• **Task to complete**: Reproduce the listing below exactly, minus its pictures.

--

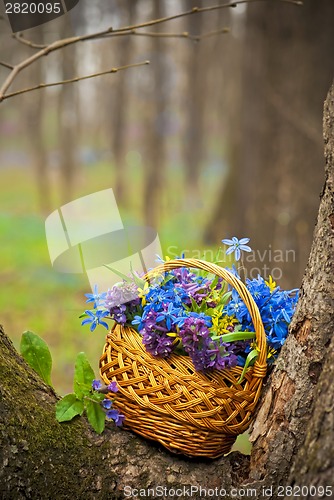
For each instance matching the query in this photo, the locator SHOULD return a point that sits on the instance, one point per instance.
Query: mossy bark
(293, 432)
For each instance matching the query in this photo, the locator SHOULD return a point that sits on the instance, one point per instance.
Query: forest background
(215, 138)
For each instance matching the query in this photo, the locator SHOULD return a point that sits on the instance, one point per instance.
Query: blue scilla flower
(107, 404)
(95, 318)
(169, 314)
(237, 246)
(96, 297)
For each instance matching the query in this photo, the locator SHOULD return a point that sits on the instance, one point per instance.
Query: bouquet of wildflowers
(189, 313)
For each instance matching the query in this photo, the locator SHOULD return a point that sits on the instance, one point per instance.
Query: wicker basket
(166, 400)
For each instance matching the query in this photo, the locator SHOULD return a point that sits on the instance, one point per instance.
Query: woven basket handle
(260, 365)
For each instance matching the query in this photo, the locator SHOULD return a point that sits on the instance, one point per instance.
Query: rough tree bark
(293, 432)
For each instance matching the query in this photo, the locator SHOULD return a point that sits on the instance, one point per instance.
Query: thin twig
(6, 65)
(59, 44)
(185, 34)
(74, 80)
(19, 38)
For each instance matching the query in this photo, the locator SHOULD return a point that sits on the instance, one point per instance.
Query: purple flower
(95, 318)
(237, 246)
(158, 344)
(95, 297)
(205, 353)
(107, 404)
(112, 386)
(116, 416)
(96, 385)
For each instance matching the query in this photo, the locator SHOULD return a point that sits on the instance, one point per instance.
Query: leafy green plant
(37, 354)
(89, 395)
(84, 397)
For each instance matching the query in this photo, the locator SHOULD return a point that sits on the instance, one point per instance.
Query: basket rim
(260, 365)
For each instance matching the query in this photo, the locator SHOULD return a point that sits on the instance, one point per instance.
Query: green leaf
(96, 416)
(224, 298)
(83, 376)
(249, 360)
(68, 407)
(235, 336)
(36, 353)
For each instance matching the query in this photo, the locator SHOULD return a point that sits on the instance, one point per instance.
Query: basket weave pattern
(189, 412)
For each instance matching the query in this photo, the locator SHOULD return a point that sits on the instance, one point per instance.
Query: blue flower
(107, 404)
(116, 416)
(112, 386)
(96, 385)
(95, 297)
(95, 318)
(237, 246)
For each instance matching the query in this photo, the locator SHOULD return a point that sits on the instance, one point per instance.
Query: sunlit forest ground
(37, 298)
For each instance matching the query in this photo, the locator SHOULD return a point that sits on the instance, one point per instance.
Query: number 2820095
(33, 8)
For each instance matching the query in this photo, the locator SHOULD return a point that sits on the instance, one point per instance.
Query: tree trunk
(292, 434)
(272, 194)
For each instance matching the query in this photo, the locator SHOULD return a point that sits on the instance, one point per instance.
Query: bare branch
(127, 30)
(19, 37)
(185, 34)
(76, 79)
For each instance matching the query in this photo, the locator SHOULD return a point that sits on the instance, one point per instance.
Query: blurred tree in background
(215, 138)
(274, 177)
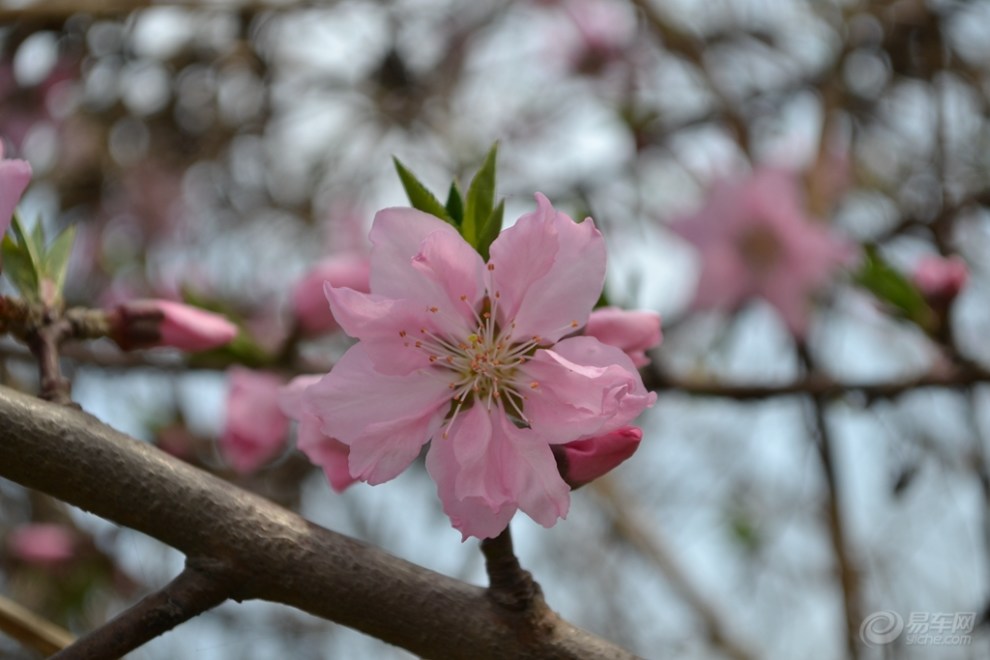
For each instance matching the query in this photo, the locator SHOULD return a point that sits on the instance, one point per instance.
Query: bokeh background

--

• **Complete response**:
For each instance matching the query in this photo, the locator SHOULD return a point that sits on the instance, one point per instance.
Query: mossy bark
(293, 432)
For each instance matching the query in this photo, the locator SHOULD return a point that sits on the instance, one point per instance.
Query: forest background
(215, 138)
For each instance matching the query in this photo, the locator SHOULD return a point that sits on the instance, one point per instance.
Query: blue scilla flower
(107, 404)
(95, 318)
(169, 314)
(237, 246)
(96, 297)
For each instance matching the query in this photo, the locator SHOULD return a point that sits on the instance, one point per instance.
Query: bouquet of wildflowers
(189, 313)
For each instance matching the query in this photo, the locator SHOULD return a point that sits on the instance, one point per instance.
Query: wicker basket
(166, 400)
For each instance matching the query in this photo, the locator SHOULD return a point that sits on the instance, one point per instance.
Query: woven basket handle
(260, 365)
For each instance matching the query in this photo, the locator SHOULD return a point that sits on the instance, one point per instance.
Query: rough tree bark
(293, 432)
For each instance matching the query in this photo, the locator SHOULD return a point that sits on the instance, one point per instance.
Query: thin twig
(6, 65)
(59, 44)
(185, 34)
(74, 80)
(19, 38)
For each instance matching the query in this photo, the locator SHOULD return a point that sits on the instance, one point per instance.
Query: purple flower
(95, 318)
(237, 246)
(158, 344)
(95, 297)
(205, 353)
(107, 404)
(112, 386)
(116, 416)
(96, 385)
For each instance matching the query in this photo, the locator SHOULD return a point that sits on the instance, one point per instance.
Query: leafy green plant
(37, 354)
(89, 395)
(84, 397)
For each instance matching the query in this photo, the locator SHOULD return a point that sits on the instance, one point per instance.
Query: basket rim
(260, 365)
For each instance matching the query in this photo, the locator SHOULD return a point that sits on the instance, one point per instance.
Query: green leaf
(96, 416)
(224, 298)
(83, 376)
(249, 360)
(68, 407)
(235, 336)
(36, 353)
For each instance matching the query in this photo, the locator SHOULD return a point that sits on the instance, one point per instance.
Query: basket weave pattern
(189, 412)
For each instance matching the query in this photo, the locator SHOULD return a point that sits on the instance, one point per instance.
Query: blue flower
(107, 404)
(116, 416)
(112, 386)
(96, 385)
(95, 297)
(95, 318)
(237, 246)
For each instance matching the query in this photo, the locator SHOULD return a point that sits on the instance, one point per instance.
Query: sunlit forest ground
(37, 298)
For each instance matching the query in this photo, the locator SHOULD return a point that sits on the instance, one point per instance.
Query: number 2820095
(33, 8)
For each instance matching the query in this photo, the locator SHOULD return a point that sits on the instance, one point per instance.
Query: tree trunk
(292, 434)
(272, 194)
For each instance matching the query in this photo, the locator SHOULD return a point that sits on the instance, one point per instance.
Query: bare branch
(127, 30)
(19, 37)
(185, 34)
(76, 79)
For each instance matching the query in this photo, the locator SHOULD return a point that sits on the instance, one point per instance.
Query: blurred tree in background
(215, 138)
(274, 177)
For each instance matching the query in this photo, the locator SHOULD return a point that sits on the instance, one point per instance.
Query: bokeh background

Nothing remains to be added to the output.